**AUFGABEN UND ÜBUNGEN**:
• a. Wie viel Geld spendet die Kreissparkasse Ahrweiler laut dem Text über das Hochwasser im Kreis Ahrweiler für die Beseitigung der Schäden?
• b. Schreiben Sie aus dem Text über das Hochwasser im Kreis Ahrweiler den Abschnitt wortgetreu ab, der mit den Worten „Von einem tragischen“ beginnt und mit den Worten „auf der Pressekonferenz.“ endet.

**LESETEXT**:
....................

Von einem tragischen Todesfall erzählte Horst Gies, Erster Kreisbeigeordneter und Landtagsabgeordneter für den Kreis Ahrweiler. Seine Schwägerin ist durch das Hochwasser umgekommen. Die Mitbewohnerin der Schwägerin berichtete ihm den tragischen Fall. Sie war im Keller, um Hochwasservorsorge zu treffen, so Gies. Aber dann kamen von jetzt auf gleich die Wassermassen: „Meine Schwägerin muss ertrunken sein“, erzählte Gies fassungslos. Für ihn ist die ganze Lage unvorstellbar. Sein Sohn, der Feuerwehrmann ist, musste sich laut Gies auch in Sicherheit bringen und auf einem Baum klettern. Der Sohn habe auch einen Menschen gesehen, der durch die Fluten mitgerissen wurde. „Oberste Priorität ist, Menschenleben zu retten“, betonte Landrat Pföhler auf der Pressekonferenz.

Die gesamten Auswirkungen sind katastrophal. Allein im gesamten Stadtgebiet Bad Neuenahr-Ahrweiler gab es am Donnerstagvormittag allein 1000 Einsätze, wie Einsatzleiter Michael Zimmermann berichtete. Im gesamten Kreisgebiet mussten zahlreiche Straßen gesperrt werden. Zimmermann sprach zudem von mindestens 100 beschädigten Gebäuden, nicht nur in der Verbandsgemeinde Adenau sind mehrere Häuser durch die Überflutungen eingestürzt.

Schuld an der Oberahr wurde besonders hart von den Sturmfluten getroffen. Nach Angaben der Polizei wurden hier vier Häuser komplett weggespült und zwei weitere Häuser zur Hälfte. Doch überall entlang der Ahr und der Nebenflüsse sind große Schäden zu verzeichnen, die auch die Versorgung erheblich beeinträchtigen. Strom-, Gas- und Trinkwasserausfälle in vielen Teilen des Kreises sind die Konsequenz. „Die Folgen werden uns sicherlich noch Wochen beschäftigen“, erklärte der Landrat. So sind teilweise Trinkwasser-Hochbehälter ausgefallen und Wasserleitungen zerstört worden. Aus der Wahnbachtalsperre konnte aufgrund des Stromausfalls kein Wasser zurückgeführt werden. Unter großen Aufwand konnte die Versorgung für das Krankenhaus in Adenau wiederhergestellt werden, so der Landrat.

Auch zehn der 13 kreiseigenen Schulen im Kreis Ahrweiler sind beschädigt. „Wenn das Wasser weg ist, sind große Sanierungsarbeiten erforderlich“, erörterte der Landrat Pföhler. Die Kreissparkasse Ahrweiler spendet 500 000 Euro als Beitrag für die Beseitigung der Schäden. Mehr Infos zur Spendenmöglichkeit stehen etwa online unter www.facebook.com/kreissparkasseahrweiler

In einigen Orten mussten zahlreiche Menschen evakuiert werden, in Sinzig waren es gestern Mittag schon 2000, mit den übrigen Ortschaften sind es insgesamt zwischen 2500 und 3000. Zudem war am Donnerstagmittag bereits davon die Rede, insgesamt vier Altenheime evakuieren zu müssen. Mehrere Betreuungsstellen wurden eingerichtet. Nur nicht überall war es einfach, zu den Menschen vorzudringen. „Es gibt nicht erreichbare Insellagen“, hob Innenminister Roger Lewentz hervor. Zimmermann unterstrich, dass die Verpflegung der Menschen sichergestellt werden muss.

....................

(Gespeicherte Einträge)
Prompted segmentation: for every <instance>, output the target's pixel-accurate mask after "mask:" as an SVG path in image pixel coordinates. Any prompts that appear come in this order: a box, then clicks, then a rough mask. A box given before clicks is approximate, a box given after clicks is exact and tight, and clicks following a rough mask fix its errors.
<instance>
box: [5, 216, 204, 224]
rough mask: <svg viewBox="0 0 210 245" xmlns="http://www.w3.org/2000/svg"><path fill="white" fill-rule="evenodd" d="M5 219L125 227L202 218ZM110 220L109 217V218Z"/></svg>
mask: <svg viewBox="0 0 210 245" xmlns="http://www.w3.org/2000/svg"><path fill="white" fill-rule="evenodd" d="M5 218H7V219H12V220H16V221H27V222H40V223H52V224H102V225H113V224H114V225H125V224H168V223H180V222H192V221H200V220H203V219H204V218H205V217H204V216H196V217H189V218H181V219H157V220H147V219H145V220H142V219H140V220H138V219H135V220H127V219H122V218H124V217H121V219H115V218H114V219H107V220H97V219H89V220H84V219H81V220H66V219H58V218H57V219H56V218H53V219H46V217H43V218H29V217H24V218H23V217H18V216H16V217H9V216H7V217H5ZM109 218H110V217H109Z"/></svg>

....................

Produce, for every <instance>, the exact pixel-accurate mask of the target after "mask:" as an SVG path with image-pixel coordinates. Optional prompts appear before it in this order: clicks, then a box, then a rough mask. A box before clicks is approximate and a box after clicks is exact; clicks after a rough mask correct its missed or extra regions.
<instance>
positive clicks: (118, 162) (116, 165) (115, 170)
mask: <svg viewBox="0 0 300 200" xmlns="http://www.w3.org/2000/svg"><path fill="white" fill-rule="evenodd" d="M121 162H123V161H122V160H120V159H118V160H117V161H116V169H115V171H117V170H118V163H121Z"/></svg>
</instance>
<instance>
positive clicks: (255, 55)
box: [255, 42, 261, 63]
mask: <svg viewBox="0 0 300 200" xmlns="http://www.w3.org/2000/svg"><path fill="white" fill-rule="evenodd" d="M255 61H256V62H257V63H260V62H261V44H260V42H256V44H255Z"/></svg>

....................

**LÖSUNGEN IN REIHENFOLGE**:
• a. 500 000 Euro.

• b.
Von einem tragischen Todesfall erzählte Horst Gies, Erster Kreisbeigeordneter und Landtagsabgeordneter für den Kreis Ahrweiler. Seine Schwägerin ist durch das Hochwasser umgekommen. Die Mitbewohnerin der Schwägerin berichtete ihm den tragischen Fall. Sie war im Keller, um Hochwasservorsorge zu treffen, so Gies. Aber dann kamen von jetzt auf gleich die Wassermassen: „Meine Schwägerin muss ertrunken sein“, erzählte Gies fassungslos. Für ihn ist die ganze Lage unvorstellbar. Sein Sohn, der Feuerwehrmann ist, musste sich laut Gies auch in Sicherheit bringen und auf einem Baum klettern. Der Sohn habe auch einen Menschen gesehen, der durch die Fluten mitgerissen wurde. „Oberste Priorität ist, Menschenleben zu retten“, betonte Landrat Pföhler auf der Pressekonferenz.